▶ _What is required_
Lines below starting with the line with "box: [362, 288, 415, 393]" and going on through the line with "300L414 290H408L383 343L370" must be output exactly; the rest of the records must be left out.

▶ _Input data_
[Start of section]

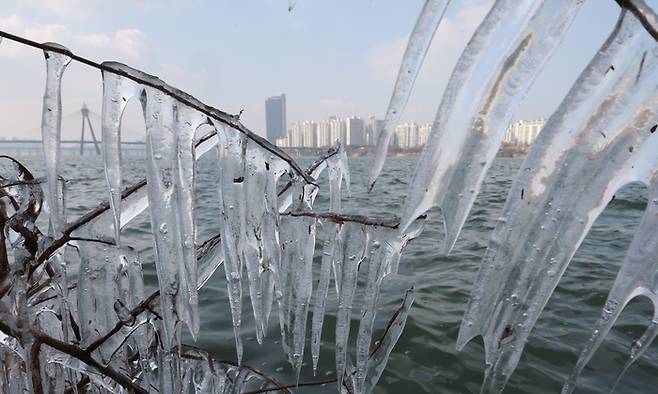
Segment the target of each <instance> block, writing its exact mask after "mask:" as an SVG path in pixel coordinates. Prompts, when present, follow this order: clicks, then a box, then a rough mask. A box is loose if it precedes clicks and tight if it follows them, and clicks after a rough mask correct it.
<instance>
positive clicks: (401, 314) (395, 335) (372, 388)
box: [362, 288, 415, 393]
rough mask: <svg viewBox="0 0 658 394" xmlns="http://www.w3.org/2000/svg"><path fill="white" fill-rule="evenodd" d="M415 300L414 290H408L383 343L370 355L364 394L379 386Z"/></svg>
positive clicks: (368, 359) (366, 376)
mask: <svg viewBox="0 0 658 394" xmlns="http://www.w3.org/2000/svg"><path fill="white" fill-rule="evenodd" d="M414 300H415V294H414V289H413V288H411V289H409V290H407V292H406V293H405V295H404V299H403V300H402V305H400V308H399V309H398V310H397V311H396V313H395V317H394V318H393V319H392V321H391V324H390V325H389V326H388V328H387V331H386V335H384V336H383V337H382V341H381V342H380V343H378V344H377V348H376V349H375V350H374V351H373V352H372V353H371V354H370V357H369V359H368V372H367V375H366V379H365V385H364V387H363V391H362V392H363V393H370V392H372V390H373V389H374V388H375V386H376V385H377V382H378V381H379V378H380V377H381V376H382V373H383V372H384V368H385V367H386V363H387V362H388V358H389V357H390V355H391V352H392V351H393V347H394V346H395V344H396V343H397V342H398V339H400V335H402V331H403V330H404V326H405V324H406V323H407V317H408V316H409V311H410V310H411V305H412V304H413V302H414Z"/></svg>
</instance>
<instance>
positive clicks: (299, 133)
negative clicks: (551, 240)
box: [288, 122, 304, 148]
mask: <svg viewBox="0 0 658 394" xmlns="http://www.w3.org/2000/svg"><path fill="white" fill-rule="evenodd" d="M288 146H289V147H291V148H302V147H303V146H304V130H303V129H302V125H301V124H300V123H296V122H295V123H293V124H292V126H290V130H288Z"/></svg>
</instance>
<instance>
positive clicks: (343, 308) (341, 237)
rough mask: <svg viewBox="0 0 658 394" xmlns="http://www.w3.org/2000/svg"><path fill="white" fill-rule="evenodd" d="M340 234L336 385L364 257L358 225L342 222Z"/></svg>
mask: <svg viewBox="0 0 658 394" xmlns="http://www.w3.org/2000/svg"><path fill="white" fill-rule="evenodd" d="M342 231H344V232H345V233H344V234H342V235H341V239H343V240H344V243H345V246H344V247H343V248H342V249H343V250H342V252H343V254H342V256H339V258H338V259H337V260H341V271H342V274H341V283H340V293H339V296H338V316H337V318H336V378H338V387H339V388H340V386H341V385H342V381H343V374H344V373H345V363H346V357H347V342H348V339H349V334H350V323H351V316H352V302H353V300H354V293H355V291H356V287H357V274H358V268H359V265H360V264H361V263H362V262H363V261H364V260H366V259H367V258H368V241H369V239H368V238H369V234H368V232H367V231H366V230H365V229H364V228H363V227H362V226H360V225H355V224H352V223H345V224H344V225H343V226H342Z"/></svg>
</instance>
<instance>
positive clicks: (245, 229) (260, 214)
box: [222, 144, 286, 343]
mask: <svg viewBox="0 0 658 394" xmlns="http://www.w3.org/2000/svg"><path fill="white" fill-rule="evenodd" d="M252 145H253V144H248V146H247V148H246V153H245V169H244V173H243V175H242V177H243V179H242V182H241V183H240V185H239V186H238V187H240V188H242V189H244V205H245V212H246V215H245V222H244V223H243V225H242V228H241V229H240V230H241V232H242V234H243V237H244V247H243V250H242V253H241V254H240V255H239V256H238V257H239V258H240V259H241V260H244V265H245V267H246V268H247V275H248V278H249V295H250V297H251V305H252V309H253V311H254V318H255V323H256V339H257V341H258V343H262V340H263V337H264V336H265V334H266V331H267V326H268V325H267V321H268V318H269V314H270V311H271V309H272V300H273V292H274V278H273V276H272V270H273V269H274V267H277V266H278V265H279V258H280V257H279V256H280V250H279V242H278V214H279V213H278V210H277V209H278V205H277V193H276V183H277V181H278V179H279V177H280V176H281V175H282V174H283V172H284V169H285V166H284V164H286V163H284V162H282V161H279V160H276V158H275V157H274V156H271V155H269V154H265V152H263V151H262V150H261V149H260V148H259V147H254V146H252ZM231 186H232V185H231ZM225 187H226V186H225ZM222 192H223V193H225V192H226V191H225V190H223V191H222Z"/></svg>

[End of section]

▶ _Task output_
box: [362, 288, 415, 393]
rough mask: <svg viewBox="0 0 658 394" xmlns="http://www.w3.org/2000/svg"><path fill="white" fill-rule="evenodd" d="M415 300L414 290H408L383 343L370 355L364 394L379 386Z"/></svg>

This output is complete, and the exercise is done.